***** Trecho do documento
A partida da morte

Com a colaboração de Luis Alberto Kid

No final dos anos 30, o Dínamo de Kiev era considerado um dos melhores times de futebol da Europa. Recheado de craques, proporcionava grandes espetáculos contra seus adversários da cidade, como Lokomotiv, CSKA, Dnipro, Metalist e Shakhtar Donetsk.

O campeonato de Kiev foi subitamente interrompido pela invasão nazista em junho de 1941. Os ucranianos foram pegos de surpresa, pois Hitler e Stálin haviam assinado um pacto de não-agressão antes da guerra. Além disso, o ditador soviético considerava o povo da Ucrânia pouco simpático ao regime comunista, e enviou pouca ajuda militar. Coube a população defender sua terra com o que tinham em mãos, armas, enxadas, porretes, martelos, paus e pedras. Foram massacrados.
**********
***** Seção de dados
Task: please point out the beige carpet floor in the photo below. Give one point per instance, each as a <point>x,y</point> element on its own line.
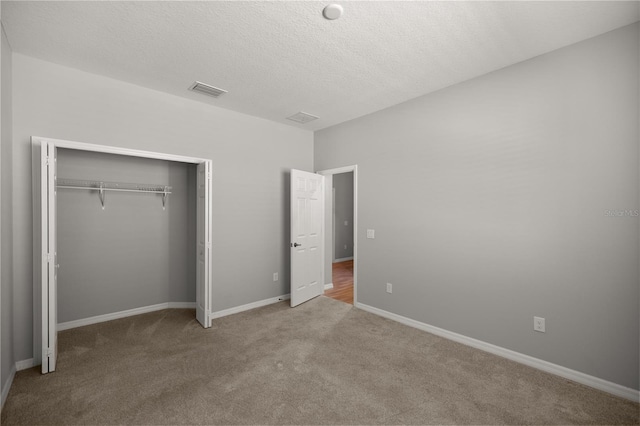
<point>324,362</point>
**********
→ Lista de tarefas:
**A)** Copie do texto sobre o Dínamo de Kiev a passagem que vai de "O campeonato de" até "pedras. Foram massacrados.", incluindo este último.
**B)** Segundo o texto sobre o Dínamo de Kiev, por que os ucranianos foram pegos de surpresa pela invasão nazista? Responda em até três frases.
**C)** Dê sequência ao texto sobre o Dínamo de Kiev, começando logo após a última frase apresentada.

→ Resultados das tarefas:
**A)**
O campeonato de Kiev foi subitamente interrompido pela invasão nazista em junho de 1941. Os ucranianos foram pegos de surpresa, pois Hitler e Stálin haviam assinado um pacto de não-agressão antes da guerra. Além disso, o ditador soviético considerava o povo da Ucrânia pouco simpático ao regime comunista, e enviou pouca ajuda militar. Coube a população defender sua terra com o que tinham em mãos, armas, enxadas, porretes, martelos, paus e pedras. Foram massacrados.

**B)** Os ucranianos foram pegos de surpresa porque Hitler e Stálin haviam assinado um pacto de não-agressão antes da guerra.

**C)**
Alguns jogadores do Dínamo morreram lutando, outros acabaram em campos de trabalhos forçados. Os que sobreviveram passaram a viver como mendigos nos escombros da cidade ocupada pelos nazistas, sem ter o que comer ou onde dormir. Até que um sujeito chamado Kordik, dono de uma grande padaria e apaixonado por esportes, teve uma ideia digna de Oskar Schindler: vasculhou as ruas de Kiev atrás dos jogadores sobreviventes e lhes deu emprego, comida e abrigo. Em pouco tempo, a Padaria Nº 3 de Kiev tinha entre seus empregados 8 ex-jogadores do Dínamo e 3 do Lokomotiv.

Foi assistindo as peladas entre os jogadores nos intervalos do trabalho que Kordik teve uma grande ideia: formar o time de futebol da padaria. Surgiu aí o START F.C., uma equipe de 11 jogadores, sem reservas, sem treinamento, sem condicionamento físico, sem material esportivo (jogavam com calças cortadas e sapatos ou botas), cansados e mal-alimentados. Mas cheios de talento.

Kordik convenceu as autoridades alemãs a retomar as atividades esportivas em Kiev, para “normalizar” a vida da população sitiada. Os jogadores do Start voltaram ao campo de jogo, enfrentando equipes locais. Apesar das adversidades, venceram todas suas partidas aplicando grandes goleadas, com um futebol vistoso e de muita técnica.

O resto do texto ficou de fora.